» Do this: Arrange the lines below as a Markdown table with two columns, Number and Line, giving each line a running number and leaving out blank lines. Begin at the line that contains "Where can the white blurred" and stop after the line that contains "column 170, row 136".

» Items:
◆ ◆ ◆ ◆ ◆ ◆ ◆

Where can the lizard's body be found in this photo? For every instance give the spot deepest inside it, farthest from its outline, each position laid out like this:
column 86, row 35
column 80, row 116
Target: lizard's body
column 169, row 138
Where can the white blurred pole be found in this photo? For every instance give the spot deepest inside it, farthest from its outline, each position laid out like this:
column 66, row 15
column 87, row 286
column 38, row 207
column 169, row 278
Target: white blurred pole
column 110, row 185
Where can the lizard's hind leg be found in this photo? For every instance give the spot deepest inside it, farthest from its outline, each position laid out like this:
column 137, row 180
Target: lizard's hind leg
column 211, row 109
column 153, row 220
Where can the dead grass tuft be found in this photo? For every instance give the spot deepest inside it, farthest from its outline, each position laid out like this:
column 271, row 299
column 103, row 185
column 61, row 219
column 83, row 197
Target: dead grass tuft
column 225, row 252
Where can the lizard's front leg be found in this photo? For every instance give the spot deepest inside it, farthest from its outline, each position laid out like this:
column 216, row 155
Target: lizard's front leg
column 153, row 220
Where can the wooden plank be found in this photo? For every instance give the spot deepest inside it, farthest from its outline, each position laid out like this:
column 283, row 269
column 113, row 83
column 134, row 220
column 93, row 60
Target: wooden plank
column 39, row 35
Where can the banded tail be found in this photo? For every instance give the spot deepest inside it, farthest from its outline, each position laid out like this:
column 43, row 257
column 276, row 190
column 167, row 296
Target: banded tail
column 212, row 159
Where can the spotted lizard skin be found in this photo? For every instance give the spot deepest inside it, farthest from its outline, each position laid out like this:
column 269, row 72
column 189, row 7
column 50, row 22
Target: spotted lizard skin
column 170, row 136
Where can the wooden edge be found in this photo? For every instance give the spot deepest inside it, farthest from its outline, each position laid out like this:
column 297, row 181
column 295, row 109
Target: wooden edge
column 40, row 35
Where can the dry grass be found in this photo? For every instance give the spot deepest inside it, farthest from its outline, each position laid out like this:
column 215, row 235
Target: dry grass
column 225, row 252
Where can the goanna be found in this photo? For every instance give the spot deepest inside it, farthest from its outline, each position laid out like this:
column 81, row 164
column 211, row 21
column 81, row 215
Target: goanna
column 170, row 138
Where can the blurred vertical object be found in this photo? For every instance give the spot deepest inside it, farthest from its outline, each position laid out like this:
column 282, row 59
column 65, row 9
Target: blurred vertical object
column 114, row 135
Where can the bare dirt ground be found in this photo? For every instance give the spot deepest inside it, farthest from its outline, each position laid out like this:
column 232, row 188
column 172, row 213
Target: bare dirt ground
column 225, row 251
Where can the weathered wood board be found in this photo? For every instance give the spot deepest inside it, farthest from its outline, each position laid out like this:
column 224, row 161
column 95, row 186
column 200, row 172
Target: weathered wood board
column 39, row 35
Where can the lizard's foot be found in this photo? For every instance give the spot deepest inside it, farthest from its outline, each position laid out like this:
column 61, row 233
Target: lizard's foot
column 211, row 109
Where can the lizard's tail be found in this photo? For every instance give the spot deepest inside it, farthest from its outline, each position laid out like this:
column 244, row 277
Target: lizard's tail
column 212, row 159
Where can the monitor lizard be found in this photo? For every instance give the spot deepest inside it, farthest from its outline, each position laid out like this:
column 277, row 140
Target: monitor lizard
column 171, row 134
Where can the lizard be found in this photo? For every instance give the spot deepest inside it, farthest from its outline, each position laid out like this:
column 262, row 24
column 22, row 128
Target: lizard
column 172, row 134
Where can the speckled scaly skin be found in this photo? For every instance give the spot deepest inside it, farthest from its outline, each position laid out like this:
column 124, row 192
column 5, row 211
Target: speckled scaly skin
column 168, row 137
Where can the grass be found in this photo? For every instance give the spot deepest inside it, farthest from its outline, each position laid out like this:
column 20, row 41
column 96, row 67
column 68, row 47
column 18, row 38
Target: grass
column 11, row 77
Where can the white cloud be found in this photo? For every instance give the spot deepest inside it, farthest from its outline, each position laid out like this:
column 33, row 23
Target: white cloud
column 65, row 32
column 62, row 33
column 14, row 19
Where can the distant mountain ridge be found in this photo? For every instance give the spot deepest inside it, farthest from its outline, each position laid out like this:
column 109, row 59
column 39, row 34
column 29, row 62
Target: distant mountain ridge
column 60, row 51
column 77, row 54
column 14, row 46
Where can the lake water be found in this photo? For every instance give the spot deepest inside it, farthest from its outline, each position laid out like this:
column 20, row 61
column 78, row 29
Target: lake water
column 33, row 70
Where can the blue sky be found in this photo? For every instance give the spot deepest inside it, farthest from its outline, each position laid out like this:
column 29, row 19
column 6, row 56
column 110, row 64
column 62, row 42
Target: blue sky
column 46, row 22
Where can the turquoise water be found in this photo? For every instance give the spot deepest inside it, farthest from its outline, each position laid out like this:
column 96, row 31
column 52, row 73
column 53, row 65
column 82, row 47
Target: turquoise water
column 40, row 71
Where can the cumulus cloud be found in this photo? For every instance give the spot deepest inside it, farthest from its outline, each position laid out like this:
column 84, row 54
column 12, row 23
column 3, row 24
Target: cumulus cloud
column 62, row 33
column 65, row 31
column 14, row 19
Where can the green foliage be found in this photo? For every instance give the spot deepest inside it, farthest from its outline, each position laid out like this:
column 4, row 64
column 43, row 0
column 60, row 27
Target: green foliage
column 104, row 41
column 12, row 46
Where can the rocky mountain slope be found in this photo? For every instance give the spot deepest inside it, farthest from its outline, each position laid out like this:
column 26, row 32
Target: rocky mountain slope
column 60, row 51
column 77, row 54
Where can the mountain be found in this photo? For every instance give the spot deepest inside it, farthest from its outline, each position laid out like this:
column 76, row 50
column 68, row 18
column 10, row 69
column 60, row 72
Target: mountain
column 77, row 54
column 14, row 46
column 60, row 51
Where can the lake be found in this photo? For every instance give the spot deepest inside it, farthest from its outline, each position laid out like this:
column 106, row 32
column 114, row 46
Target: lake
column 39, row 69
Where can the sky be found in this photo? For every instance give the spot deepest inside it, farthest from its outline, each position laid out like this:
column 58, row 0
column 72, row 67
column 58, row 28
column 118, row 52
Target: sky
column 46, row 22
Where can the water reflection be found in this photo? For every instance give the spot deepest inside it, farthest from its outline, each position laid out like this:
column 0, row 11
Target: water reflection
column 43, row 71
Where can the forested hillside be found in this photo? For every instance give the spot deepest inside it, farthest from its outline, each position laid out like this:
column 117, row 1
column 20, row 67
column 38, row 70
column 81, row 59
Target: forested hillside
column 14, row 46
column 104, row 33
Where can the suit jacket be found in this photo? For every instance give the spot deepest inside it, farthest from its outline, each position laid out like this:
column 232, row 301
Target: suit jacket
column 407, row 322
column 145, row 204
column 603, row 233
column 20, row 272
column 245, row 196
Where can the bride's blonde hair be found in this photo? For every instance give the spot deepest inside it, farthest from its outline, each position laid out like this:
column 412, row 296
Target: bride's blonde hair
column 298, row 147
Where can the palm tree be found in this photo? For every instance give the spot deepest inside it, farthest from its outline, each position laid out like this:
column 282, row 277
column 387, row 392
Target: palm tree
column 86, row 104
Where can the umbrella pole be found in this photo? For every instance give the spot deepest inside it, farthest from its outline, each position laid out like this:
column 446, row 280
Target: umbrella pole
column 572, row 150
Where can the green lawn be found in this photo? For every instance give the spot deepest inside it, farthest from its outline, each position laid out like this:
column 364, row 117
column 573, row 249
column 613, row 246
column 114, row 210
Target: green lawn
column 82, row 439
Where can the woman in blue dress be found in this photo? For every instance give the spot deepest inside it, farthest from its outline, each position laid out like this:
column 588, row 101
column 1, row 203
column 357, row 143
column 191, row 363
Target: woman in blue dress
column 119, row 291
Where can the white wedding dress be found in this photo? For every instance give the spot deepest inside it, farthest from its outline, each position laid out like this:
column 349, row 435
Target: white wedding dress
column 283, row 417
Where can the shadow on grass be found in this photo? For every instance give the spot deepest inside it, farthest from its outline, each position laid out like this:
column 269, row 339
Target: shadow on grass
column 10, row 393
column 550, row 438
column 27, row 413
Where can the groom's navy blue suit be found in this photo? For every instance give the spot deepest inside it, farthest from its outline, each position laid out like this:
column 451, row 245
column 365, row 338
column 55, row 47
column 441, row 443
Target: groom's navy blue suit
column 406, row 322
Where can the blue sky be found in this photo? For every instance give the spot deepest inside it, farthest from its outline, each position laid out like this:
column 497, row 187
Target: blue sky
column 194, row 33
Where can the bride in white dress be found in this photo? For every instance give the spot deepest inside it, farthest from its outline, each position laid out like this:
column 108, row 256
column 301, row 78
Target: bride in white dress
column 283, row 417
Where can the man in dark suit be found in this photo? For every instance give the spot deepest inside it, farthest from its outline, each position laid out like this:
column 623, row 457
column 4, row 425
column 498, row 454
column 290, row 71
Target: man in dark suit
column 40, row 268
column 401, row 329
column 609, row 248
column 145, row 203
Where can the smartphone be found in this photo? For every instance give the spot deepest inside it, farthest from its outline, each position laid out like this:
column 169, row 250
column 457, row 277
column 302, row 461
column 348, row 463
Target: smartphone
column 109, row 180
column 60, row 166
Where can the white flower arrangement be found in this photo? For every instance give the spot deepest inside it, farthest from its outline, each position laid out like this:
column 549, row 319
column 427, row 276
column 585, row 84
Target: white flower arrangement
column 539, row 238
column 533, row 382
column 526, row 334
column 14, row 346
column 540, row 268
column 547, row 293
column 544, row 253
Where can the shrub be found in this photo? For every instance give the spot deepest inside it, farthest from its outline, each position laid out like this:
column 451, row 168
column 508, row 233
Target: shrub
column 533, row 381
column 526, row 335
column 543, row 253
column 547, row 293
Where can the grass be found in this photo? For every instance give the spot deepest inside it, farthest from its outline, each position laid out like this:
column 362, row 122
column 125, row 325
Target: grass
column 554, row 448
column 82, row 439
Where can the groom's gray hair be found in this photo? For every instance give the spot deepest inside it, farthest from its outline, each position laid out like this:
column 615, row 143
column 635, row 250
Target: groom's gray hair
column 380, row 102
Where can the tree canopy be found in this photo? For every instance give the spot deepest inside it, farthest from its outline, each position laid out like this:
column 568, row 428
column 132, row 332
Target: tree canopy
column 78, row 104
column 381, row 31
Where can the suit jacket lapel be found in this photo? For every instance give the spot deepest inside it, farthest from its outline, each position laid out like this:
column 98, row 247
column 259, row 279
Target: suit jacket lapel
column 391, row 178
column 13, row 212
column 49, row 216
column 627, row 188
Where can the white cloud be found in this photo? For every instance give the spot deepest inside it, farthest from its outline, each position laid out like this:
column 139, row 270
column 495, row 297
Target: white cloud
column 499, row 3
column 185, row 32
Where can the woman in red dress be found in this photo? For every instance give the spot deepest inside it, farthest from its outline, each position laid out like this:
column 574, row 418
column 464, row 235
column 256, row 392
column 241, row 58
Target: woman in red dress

◆ ◆ ◆ ◆ ◆ ◆ ◆

» Full response:
| Number | Line |
|---|---|
| 1 | Where can the white blurred pole be found in this photo? For every instance give the spot deepest inside it, farthest from its outline, each position laid out like this: |
| 2 | column 66, row 15 |
| 3 | column 87, row 286 |
| 4 | column 38, row 207 |
| 5 | column 169, row 278 |
| 6 | Target: white blurred pole |
| 7 | column 110, row 185 |
| 8 | Where can the lizard's hind leg be found in this photo? For every instance give the spot deepest inside it, farthest from its outline, each position laid out like this: |
| 9 | column 137, row 180 |
| 10 | Target: lizard's hind leg |
| 11 | column 211, row 109 |
| 12 | column 153, row 220 |
| 13 | Where can the dead grass tuft be found in this photo? For every instance give the spot deepest inside it, farthest from its outline, each position laid out like this: |
| 14 | column 271, row 299 |
| 15 | column 103, row 185 |
| 16 | column 61, row 219 |
| 17 | column 83, row 197 |
| 18 | Target: dead grass tuft |
| 19 | column 225, row 252 |
| 20 | Where can the lizard's front leg be found in this photo? For every instance give the spot deepest inside it, farthest from its outline, each position laid out like this: |
| 21 | column 216, row 155 |
| 22 | Target: lizard's front leg |
| 23 | column 153, row 220 |
| 24 | Where can the wooden plank be found in this photo? For every instance give the spot deepest inside it, farthest from its outline, each position laid out like this: |
| 25 | column 283, row 269 |
| 26 | column 113, row 83 |
| 27 | column 134, row 220 |
| 28 | column 93, row 60 |
| 29 | Target: wooden plank |
| 30 | column 39, row 35 |
| 31 | Where can the banded tail be found in this photo? For every instance give the spot deepest inside it, farthest from its outline, each position laid out like this: |
| 32 | column 43, row 257 |
| 33 | column 276, row 190 |
| 34 | column 167, row 296 |
| 35 | Target: banded tail |
| 36 | column 212, row 159 |
| 37 | Where can the spotted lizard skin be found in this photo? For every instance give the spot deepest inside it, farthest from its outline, each position laid out like this: |
| 38 | column 269, row 72 |
| 39 | column 189, row 7 |
| 40 | column 50, row 22 |
| 41 | Target: spotted lizard skin |
| 42 | column 170, row 136 |